GOAL ->
Pull the lines from each row below and reproduce them without any change.

WORKING DATA ->
## Start

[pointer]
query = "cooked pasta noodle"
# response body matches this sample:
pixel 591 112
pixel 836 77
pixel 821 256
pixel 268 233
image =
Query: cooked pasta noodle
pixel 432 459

## End

SOLUTION BELOW ->
[pointer]
query = "cooked pasta noodle"
# response body matches this sample:
pixel 591 112
pixel 836 77
pixel 821 256
pixel 268 233
image =
Query: cooked pasta noodle
pixel 432 459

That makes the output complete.